[WORK TASK] Please repeat the entire listing verbatim and keep the pictures out.

[RECORDS TO USE]
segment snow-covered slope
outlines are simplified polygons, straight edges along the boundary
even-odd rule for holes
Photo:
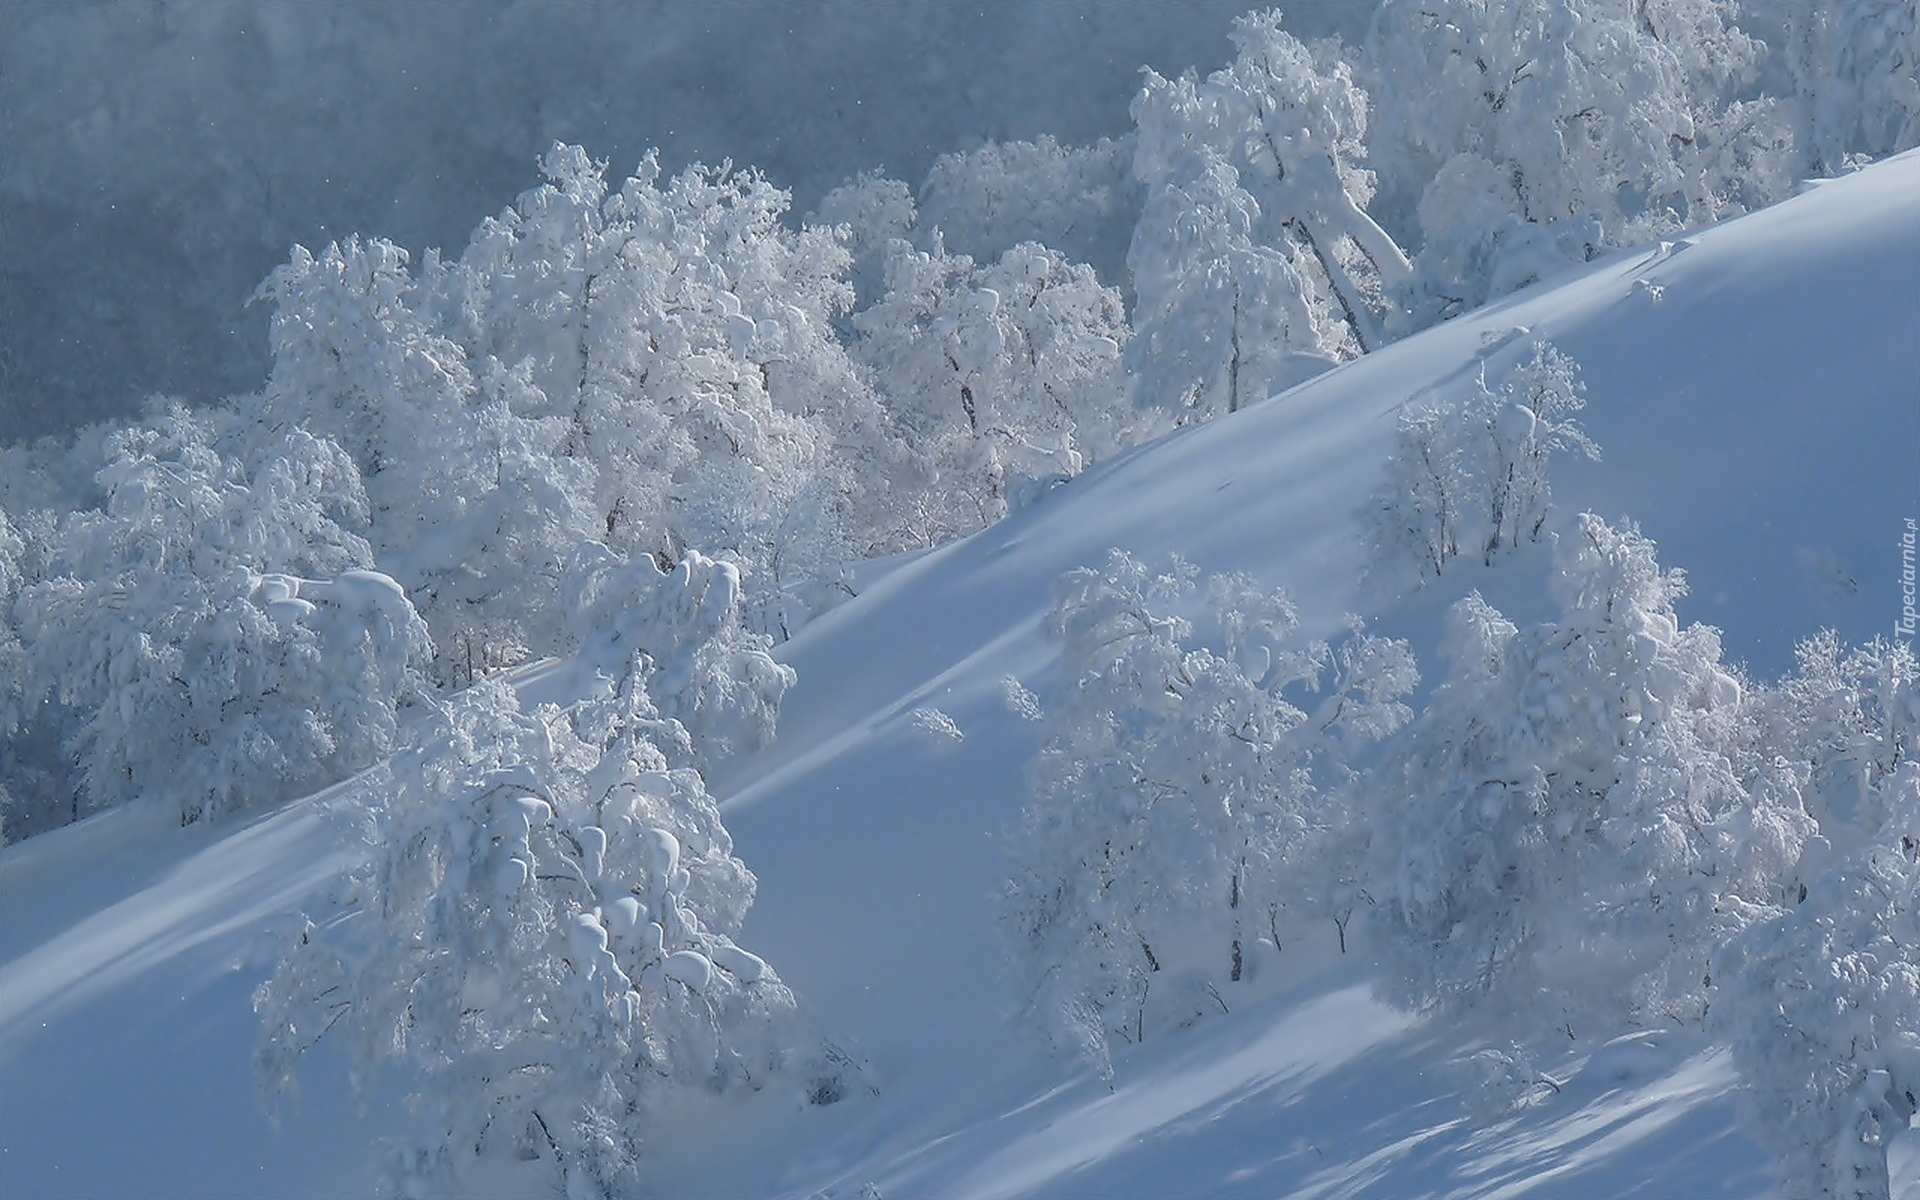
[[[1521,330],[1526,332],[1522,333]],[[714,781],[760,878],[748,944],[867,1065],[873,1094],[771,1100],[663,1132],[670,1196],[1758,1196],[1723,1054],[1608,1047],[1551,1102],[1476,1117],[1460,1031],[1375,1002],[1364,940],[1262,964],[1260,998],[1119,1063],[1109,1091],[1012,1018],[994,898],[1035,727],[999,680],[1047,681],[1038,622],[1109,547],[1290,589],[1308,633],[1368,610],[1414,637],[1467,586],[1524,613],[1537,564],[1364,598],[1356,510],[1398,405],[1534,338],[1577,359],[1597,464],[1555,523],[1628,516],[1685,567],[1683,615],[1762,674],[1795,637],[1898,612],[1920,513],[1920,156],[1621,255],[1090,472],[873,582],[783,653],[778,742]],[[1551,527],[1551,524],[1550,524]],[[1511,597],[1511,599],[1509,599]],[[564,673],[529,686],[564,686]],[[936,706],[959,742],[916,732]],[[350,1195],[404,1110],[348,1102],[322,1058],[277,1128],[247,998],[272,936],[342,853],[326,798],[244,827],[112,815],[0,853],[0,1195]]]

[RESULT]
segment snow-covered slope
outlines are simplified polygons, straight edges along the boundary
even-odd rule for holes
Photo:
[[[1521,330],[1526,332],[1522,333]],[[714,781],[760,878],[748,944],[867,1065],[873,1094],[771,1100],[663,1132],[670,1196],[1758,1196],[1723,1054],[1608,1047],[1551,1102],[1476,1117],[1460,1031],[1375,1002],[1364,940],[1262,964],[1260,998],[1119,1063],[1109,1091],[1012,1018],[994,898],[1035,727],[999,680],[1047,681],[1038,622],[1109,547],[1290,589],[1308,633],[1368,610],[1414,637],[1467,586],[1524,613],[1537,564],[1364,598],[1356,510],[1398,405],[1534,338],[1577,359],[1597,464],[1555,523],[1628,516],[1685,567],[1683,615],[1762,674],[1795,637],[1898,612],[1920,513],[1920,156],[1621,255],[1090,472],[873,582],[783,653],[778,742]],[[1551,527],[1551,524],[1550,524]],[[1511,597],[1511,599],[1509,599]],[[564,673],[529,686],[564,686]],[[936,706],[959,742],[916,732]],[[350,1195],[404,1110],[348,1102],[322,1058],[277,1128],[247,998],[272,936],[342,853],[326,798],[244,827],[112,815],[0,853],[0,1195]]]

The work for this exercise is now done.